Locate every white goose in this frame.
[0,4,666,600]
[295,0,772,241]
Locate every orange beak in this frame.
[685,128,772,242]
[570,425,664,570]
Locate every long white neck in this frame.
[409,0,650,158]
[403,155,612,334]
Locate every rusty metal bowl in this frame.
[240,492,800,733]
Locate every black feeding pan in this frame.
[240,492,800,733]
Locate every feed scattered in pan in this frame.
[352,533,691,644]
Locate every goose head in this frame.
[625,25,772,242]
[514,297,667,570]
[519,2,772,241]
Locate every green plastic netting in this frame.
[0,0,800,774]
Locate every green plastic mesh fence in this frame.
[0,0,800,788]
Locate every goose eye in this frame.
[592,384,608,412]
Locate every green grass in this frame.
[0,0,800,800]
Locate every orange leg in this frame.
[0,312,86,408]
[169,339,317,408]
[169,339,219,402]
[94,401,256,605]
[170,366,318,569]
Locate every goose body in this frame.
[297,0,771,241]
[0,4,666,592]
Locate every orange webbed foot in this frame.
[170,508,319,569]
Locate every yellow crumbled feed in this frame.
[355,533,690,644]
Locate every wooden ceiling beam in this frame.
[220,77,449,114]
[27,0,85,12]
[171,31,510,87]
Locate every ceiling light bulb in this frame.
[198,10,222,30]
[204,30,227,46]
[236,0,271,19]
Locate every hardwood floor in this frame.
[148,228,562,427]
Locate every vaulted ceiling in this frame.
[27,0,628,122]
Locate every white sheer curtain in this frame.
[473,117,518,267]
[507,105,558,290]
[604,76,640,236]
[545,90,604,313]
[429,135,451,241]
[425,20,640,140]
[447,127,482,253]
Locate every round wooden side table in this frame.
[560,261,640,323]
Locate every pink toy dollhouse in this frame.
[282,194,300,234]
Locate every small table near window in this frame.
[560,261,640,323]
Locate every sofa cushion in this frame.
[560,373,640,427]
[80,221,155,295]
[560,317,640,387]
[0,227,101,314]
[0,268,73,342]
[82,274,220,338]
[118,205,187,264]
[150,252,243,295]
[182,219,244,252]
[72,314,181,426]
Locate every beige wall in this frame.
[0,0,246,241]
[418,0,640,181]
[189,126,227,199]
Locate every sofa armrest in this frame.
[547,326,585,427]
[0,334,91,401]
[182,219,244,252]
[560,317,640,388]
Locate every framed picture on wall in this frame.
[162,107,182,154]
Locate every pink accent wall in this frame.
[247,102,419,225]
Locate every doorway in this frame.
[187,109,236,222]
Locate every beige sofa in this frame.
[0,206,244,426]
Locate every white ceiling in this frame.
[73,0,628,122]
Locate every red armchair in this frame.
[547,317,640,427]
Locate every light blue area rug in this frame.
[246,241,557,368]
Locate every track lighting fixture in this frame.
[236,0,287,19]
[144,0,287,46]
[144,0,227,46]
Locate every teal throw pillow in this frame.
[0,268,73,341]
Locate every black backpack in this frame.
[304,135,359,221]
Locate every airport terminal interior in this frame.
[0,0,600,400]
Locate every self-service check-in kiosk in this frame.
──────────
Switch "Locate" to "Find" throughout the lines above and leave everything else unchanged.

◆ **Response below**
Find every white goose in this frame.
[0,4,666,600]
[295,0,772,241]
Find every orange beak in this frame.
[685,128,772,242]
[570,425,664,570]
Find every long white neck in this frame.
[409,0,650,158]
[403,155,612,334]
Find every rusty metal bowl in this frame.
[240,492,800,733]
Find every black feeding pan in this frame.
[240,492,800,733]
Find every feed scattered in pan in this frame.
[352,533,691,644]
Find every goose head in this frame.
[625,25,772,242]
[514,297,667,570]
[519,2,772,241]
Find every green plastic netting in this frame.
[0,0,800,774]
Find every green plastic mesh fence in this frame.
[0,0,800,788]
Find every goose eye in this frame.
[592,384,608,412]
Find every green grass in this frame.
[0,0,800,800]
Find every orange leg in this frame.
[0,312,86,408]
[169,339,317,408]
[169,339,219,402]
[94,401,256,605]
[170,366,318,569]
Find every goose body in this frame.
[297,0,771,241]
[0,4,666,592]
Find every orange webbed foot in this frame.
[170,508,319,569]
Find every yellow crumbled feed in this frame.
[355,533,690,644]
Find every wooden ceiling beam in this frame.
[220,77,449,114]
[27,0,85,12]
[171,31,510,87]
Find every ceiling light bulb in this frame.
[198,10,222,30]
[204,30,227,46]
[236,0,271,19]
Find every hardwood floor in this frame.
[148,228,562,427]
Find every vaulted ceiling in this frame.
[27,0,628,122]
Find every white sheer curtain in this frame.
[473,117,518,267]
[507,105,558,290]
[604,76,640,236]
[545,90,604,313]
[429,135,451,241]
[425,20,640,140]
[447,127,482,253]
Find every round wooden side table in this frame.
[560,261,640,323]
Find every pink toy dollhouse in this frame.
[282,194,300,234]
Find every small table near window in this frame.
[560,261,640,323]
Find every sofa cushion in this frame.
[560,373,640,427]
[80,221,155,295]
[560,317,640,387]
[0,227,101,314]
[0,268,73,342]
[82,274,220,338]
[118,205,187,264]
[150,252,243,295]
[182,219,244,252]
[72,314,181,426]
Find every beige wall in this frame.
[0,0,246,241]
[418,0,640,181]
[189,126,227,199]
Find every sofa armrest in this frame.
[547,326,585,427]
[0,334,91,401]
[182,219,244,252]
[560,317,640,388]
Find every framed picture on wall in this frame.
[162,107,182,154]
Find every pink accent wall in this frame.
[247,102,419,225]
Find every doorway in this frame.
[187,109,236,222]
Find every beige sofa in this frame.
[0,206,244,426]
Find every white ceiling in this frame.
[73,0,628,122]
Find every red armchair in this frame.
[547,317,640,427]
Find every light blue area rug in this frame.
[246,241,557,368]
Find every track lighting fixture in this frame.
[236,0,287,19]
[144,0,287,46]
[144,0,227,46]
Find every teal throw pillow in this frame.
[0,268,73,341]
Find every black backpack in this frame.
[304,135,359,221]
Find every airport terminal interior in this frame.
[0,0,600,400]
Find every self-service check-in kiosk in this frame.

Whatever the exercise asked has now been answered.